In het koor van de kerk bevindt
zich ook de grafsteen van de eerder genoemde Reinier van Haeften en Adriana
Maria de Cocq van Delwijnen. Door het vroege overlijden van zijn vader Walraven
van Haeften (1600-1657) kwam Reinier al op 13-jarige leeftijd in het bezit van
de heerlijkheid Ophemert en Zennewijnen. Door zijn huwelijk met Adriana Maria
verwierf hij ook de heerlijkheid Wadenoijen. Reinier en Adriana Maria gelden
als de oudst bekende lidmaten van de kerk uit het geslacht Van Haeften.
Koperen plaat ter
nagedachtenis aan Margriet Anne baronesse van Haeften
|
Aan de muur van het koor zijn een
viertal koperen platen bevestigd, die afkomstig zijn uit de grafkelder van de
familie Van Haeften op de begraafplaats aan de zuidmuur van de kerk. Deze
platen hebben op de lijkkisten gezeten. Het zijn de platen van Margriet Anne
baronesse van Haeften, de oudste dochter van diplomaat Reinier van Haeften
(1729-1800) en Jeanne Kick (1758-1799) en de laatste Vrouwe van Ophemert en
Zennewijnen uit de familie Van Haeften, Arnolda Margaretha van Haeften-Mackay
(1771-1849), de tweede echtgenote van Barthold de Cocq van Haeften (1755-1808),
van Margriet Bartholde de Cocq van Haeften en Constantia Louisa Arnoldina
Quarles de Quarles-de Cocq van Haeften (1802-1857), de jongste dochters van
Barthold de Cocq van Haeften en Arnolda Margaretha Mackay. Van de genoemde
dames heeft er nooit één in Ophemert gewoond, zij woonden op Kasteel Blitterswijk
in Wansum (L). Dat ze toch in Ophemert begraven zijn duidt op de bijzondere
band van de familie met het dorp.

* _Verzamelde gegevens_

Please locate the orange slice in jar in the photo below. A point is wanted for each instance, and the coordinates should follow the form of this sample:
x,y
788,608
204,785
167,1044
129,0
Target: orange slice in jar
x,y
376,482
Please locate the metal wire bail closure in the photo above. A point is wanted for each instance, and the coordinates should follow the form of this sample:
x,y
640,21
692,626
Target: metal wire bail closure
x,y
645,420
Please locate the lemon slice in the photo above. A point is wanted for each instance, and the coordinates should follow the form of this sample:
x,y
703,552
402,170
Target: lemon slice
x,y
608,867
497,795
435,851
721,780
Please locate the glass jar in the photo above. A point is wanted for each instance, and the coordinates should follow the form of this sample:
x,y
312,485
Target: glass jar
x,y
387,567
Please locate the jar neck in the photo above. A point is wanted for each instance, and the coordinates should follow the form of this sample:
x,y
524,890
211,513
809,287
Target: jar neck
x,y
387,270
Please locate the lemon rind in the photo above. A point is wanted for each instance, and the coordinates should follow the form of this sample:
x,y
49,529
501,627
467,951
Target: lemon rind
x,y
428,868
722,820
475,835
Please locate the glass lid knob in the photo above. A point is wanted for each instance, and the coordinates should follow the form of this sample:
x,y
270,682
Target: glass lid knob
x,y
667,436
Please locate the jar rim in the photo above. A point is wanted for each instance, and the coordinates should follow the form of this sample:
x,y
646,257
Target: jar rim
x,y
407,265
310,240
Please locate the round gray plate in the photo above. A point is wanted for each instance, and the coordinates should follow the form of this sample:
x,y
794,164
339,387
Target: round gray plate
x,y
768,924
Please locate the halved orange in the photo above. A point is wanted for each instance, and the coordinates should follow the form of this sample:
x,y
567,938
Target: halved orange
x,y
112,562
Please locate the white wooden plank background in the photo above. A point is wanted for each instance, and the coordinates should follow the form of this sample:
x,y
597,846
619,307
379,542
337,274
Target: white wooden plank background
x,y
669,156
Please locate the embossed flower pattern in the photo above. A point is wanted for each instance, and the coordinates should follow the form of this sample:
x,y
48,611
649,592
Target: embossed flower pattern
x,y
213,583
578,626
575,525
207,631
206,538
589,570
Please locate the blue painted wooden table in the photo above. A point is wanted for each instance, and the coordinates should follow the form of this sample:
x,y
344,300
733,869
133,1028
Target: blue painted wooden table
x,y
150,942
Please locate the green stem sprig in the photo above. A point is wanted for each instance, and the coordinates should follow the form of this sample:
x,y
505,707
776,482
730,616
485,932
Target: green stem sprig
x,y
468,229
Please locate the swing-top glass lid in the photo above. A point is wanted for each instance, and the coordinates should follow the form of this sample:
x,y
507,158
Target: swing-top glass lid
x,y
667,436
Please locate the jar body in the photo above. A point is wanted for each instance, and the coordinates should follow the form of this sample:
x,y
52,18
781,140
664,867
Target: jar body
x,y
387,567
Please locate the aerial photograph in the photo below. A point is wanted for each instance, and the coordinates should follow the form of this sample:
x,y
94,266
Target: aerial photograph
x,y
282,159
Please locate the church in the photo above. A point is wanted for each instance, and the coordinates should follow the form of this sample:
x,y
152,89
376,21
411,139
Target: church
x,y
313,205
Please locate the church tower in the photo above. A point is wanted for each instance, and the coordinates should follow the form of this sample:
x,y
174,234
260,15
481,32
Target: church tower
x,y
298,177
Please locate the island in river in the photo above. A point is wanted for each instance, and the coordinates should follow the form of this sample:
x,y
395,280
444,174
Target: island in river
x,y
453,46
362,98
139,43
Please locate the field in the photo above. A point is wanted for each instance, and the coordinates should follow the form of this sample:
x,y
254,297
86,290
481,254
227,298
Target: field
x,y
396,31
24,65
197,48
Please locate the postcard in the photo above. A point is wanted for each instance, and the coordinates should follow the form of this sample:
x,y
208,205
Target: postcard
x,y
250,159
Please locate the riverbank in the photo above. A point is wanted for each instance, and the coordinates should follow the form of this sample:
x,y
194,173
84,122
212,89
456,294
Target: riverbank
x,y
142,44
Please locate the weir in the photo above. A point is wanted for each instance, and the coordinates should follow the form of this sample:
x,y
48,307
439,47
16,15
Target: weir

* _Uit te voeren_
A. Citeer uit het tekstfragment over de kerk van Ophemert letterlijk het stuk van "In het koor" tot "geslacht Van Haeften.".
B. Vertaal de volgende zin uit het tekstfragment over de kerk van Ophemert in het Engels: "Reinier en Adriana Maria gelden als de oudst bekende lidmaten van de kerk uit het geslacht Van Haeften."
C. Beantwoord met behulp van het tekstfragment over de kerk van Ophemert de volgende vragen:
(i) Op welke leeftijd kwam Reinier in het bezit van de heerlijkheid Ophemert en Zennewijnen?
(ii) Waar lag de grafkelder waaruit de koperen platen afkomstig zijn?
(iii) Waar woonden de dames van wie de platen zijn?

* _Uitgewerkte opdrachten_
A.
In het koor van de kerk bevindt
zich ook de grafsteen van de eerder genoemde Reinier van Haeften en Adriana
Maria de Cocq van Delwijnen. Door het vroege overlijden van zijn vader Walraven
van Haeften (1600-1657) kwam Reinier al op 13-jarige leeftijd in het bezit van
de heerlijkheid Ophemert en Zennewijnen. Door zijn huwelijk met Adriana Maria
verwierf hij ook de heerlijkheid Wadenoijen. Reinier en Adriana Maria gelden
als de oudst bekende lidmaten van de kerk uit het geslacht Van Haeften.

B. Reinier and Adriana Maria are regarded as the oldest known members of the church from the Van Haeften family.

C.
(i) Op 13-jarige leeftijd.
(ii) Op de begraafplaats aan de zuidmuur van de kerk.
(iii) Op Kasteel Blitterswijk in Wansum (L).